The exercise: Count how many of the lines below contain the string "panel", matching case exactly, and reply with only that number.
====================
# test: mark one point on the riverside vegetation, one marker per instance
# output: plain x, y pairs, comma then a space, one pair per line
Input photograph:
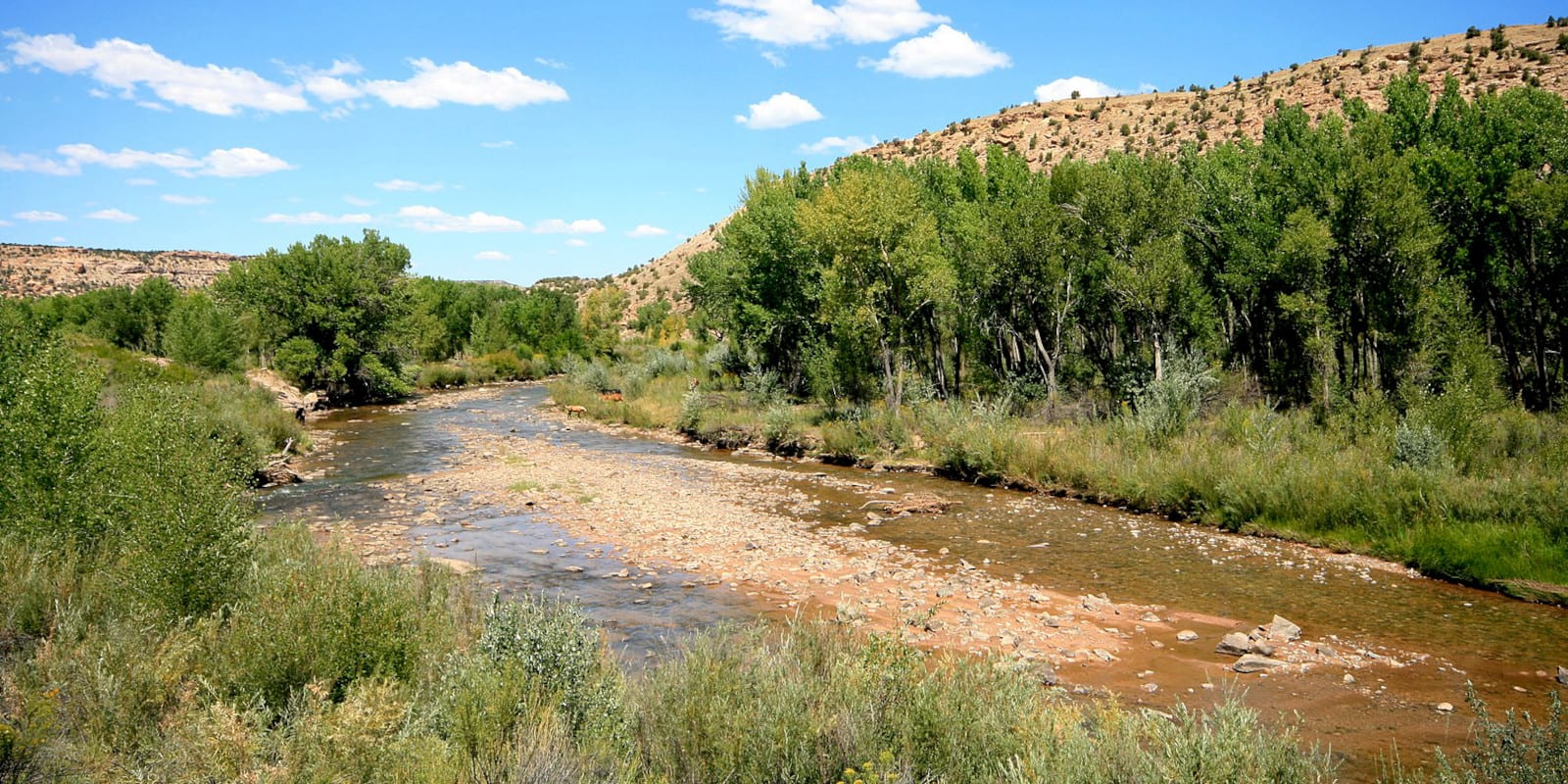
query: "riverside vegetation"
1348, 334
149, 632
====================
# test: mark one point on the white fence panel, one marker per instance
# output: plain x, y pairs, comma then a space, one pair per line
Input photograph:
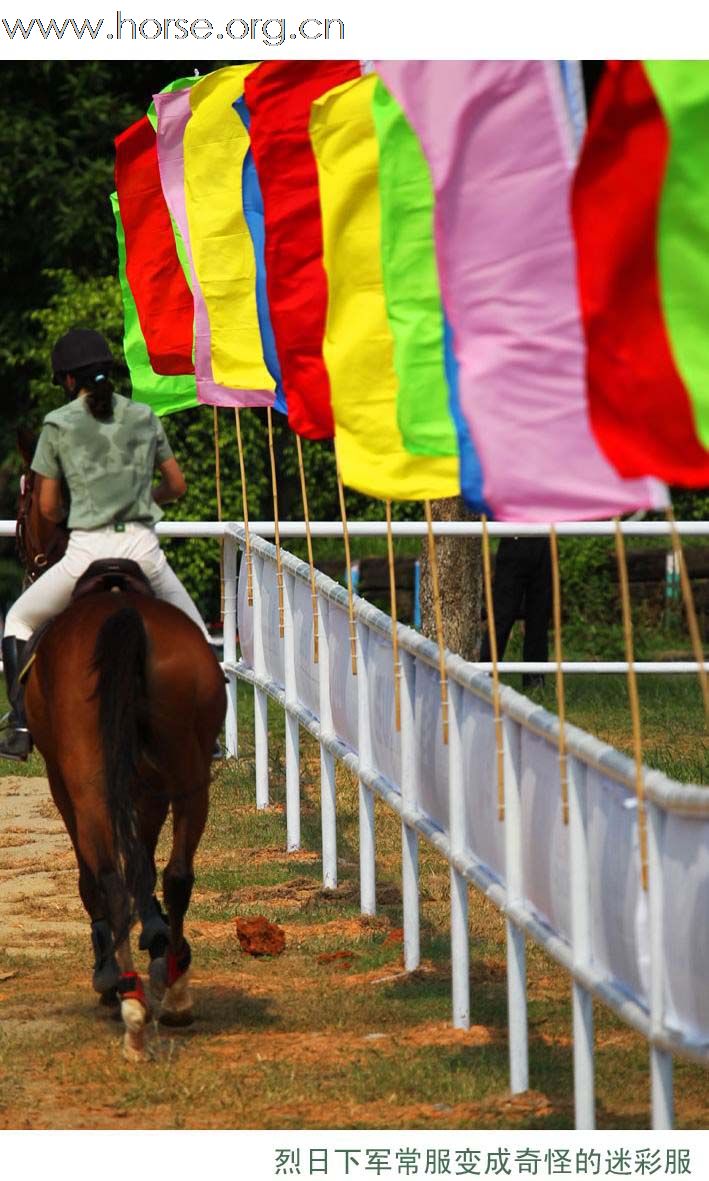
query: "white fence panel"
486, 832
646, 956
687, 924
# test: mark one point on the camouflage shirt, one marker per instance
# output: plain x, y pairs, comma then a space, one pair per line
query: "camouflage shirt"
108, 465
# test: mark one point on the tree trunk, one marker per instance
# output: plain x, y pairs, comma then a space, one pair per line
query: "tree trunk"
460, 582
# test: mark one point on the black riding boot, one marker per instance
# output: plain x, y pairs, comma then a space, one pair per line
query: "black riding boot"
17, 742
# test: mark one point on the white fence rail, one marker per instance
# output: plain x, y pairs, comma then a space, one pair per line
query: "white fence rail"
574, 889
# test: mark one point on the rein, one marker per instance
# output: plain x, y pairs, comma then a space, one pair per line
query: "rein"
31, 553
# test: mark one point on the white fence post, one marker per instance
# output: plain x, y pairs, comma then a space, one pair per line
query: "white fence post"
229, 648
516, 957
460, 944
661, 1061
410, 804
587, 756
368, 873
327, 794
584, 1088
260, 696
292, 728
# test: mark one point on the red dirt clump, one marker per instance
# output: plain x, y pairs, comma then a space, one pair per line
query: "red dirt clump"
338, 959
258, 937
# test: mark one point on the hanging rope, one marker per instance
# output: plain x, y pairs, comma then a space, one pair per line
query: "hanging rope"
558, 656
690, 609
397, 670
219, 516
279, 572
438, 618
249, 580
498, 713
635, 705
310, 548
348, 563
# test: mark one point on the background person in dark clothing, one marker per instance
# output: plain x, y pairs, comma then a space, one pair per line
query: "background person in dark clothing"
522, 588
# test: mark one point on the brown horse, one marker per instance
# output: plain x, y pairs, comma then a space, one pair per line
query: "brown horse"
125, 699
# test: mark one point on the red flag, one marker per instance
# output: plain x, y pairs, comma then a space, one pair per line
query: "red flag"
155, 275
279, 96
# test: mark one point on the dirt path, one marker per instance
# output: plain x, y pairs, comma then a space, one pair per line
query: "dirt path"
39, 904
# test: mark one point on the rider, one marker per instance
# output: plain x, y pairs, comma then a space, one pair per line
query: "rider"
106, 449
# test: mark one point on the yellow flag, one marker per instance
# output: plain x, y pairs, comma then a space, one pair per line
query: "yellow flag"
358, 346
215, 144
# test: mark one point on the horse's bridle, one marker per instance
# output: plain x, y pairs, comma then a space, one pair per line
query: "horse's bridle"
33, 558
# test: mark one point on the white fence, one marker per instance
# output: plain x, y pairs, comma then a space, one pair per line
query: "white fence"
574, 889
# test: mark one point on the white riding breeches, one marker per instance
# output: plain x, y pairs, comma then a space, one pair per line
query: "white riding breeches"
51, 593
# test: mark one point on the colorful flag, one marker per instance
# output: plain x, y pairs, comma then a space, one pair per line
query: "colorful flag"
====================
Full solution: 2